»»

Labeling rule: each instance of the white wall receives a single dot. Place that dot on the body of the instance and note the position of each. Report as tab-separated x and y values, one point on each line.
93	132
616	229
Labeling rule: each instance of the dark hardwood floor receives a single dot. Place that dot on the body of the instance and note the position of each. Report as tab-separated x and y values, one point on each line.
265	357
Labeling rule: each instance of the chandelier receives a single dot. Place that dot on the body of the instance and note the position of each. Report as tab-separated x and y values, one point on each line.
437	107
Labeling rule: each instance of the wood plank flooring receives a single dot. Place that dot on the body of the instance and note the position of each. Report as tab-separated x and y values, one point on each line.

««

(Problem to solve): Copy out the records above word for word, including every line.

(Exercise output):
Labeling rule: each instance of the white wall receives a single dot. Place that dot on the body of the instance and note the position of each. Report as tab-separated x and y values, one point on each line.
93	132
616	229
Labeling rule: each instance of the dark hardwood floor receives a single dot. Place that dot on the body of the instance and note the position of each. Report as tab-separated x and y values, one point on each line.
265	357
Labeling rule: each instance of the chandelier receives a single dot. Place that dot on the body of the instance and note the position of each. Report as tab-separated x and y values, one point on each line.
437	107
Labeling rule: each instance of the wood plank flooring receives a single dot. Place that dot on the body of the instance and note the position of each. Report as tab-separated x and y values, one point on each line.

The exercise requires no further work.